> [Requirement] Copy the data again, starting at the line containing "Could you point at the pointed" and running through the end of the data, inclusive. Shift every x and y coordinate in the answers up by 117, and leave all other text unchanged.

[start of Records supplied]

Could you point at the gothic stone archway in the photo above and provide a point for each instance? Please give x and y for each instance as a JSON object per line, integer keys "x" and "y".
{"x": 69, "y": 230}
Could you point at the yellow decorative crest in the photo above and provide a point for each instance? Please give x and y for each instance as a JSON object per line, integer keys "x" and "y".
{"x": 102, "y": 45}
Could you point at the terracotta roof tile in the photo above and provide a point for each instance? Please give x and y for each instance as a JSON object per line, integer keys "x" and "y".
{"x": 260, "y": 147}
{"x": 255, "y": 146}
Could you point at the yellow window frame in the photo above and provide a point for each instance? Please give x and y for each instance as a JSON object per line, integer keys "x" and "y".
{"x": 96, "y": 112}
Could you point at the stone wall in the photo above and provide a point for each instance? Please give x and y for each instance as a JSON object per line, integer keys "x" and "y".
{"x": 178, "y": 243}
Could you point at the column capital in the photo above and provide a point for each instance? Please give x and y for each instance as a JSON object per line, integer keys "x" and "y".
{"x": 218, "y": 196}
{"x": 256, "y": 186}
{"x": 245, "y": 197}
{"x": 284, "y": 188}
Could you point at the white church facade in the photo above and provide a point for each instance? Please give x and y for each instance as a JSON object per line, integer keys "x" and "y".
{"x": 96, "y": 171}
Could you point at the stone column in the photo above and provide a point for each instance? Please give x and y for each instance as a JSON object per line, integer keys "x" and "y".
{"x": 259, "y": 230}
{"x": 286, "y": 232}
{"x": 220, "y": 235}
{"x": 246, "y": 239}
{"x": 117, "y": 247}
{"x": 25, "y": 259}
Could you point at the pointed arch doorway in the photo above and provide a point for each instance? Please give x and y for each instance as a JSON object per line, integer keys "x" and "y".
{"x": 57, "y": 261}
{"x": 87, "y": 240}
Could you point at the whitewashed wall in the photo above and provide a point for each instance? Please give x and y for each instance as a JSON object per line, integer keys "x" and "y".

[end of Records supplied]

> [Exercise result]
Could you point at the pointed arch doorway in the photo above and provide a point for each instance? Please give x and y for each instance as a JSON object per line, integer keys "x" and "y".
{"x": 174, "y": 378}
{"x": 204, "y": 357}
Could you point at the whitewashed wall in the photo above and provide a point for each instance? Please give x and y for each instance as a JSON object per line, integer keys "x" and "y".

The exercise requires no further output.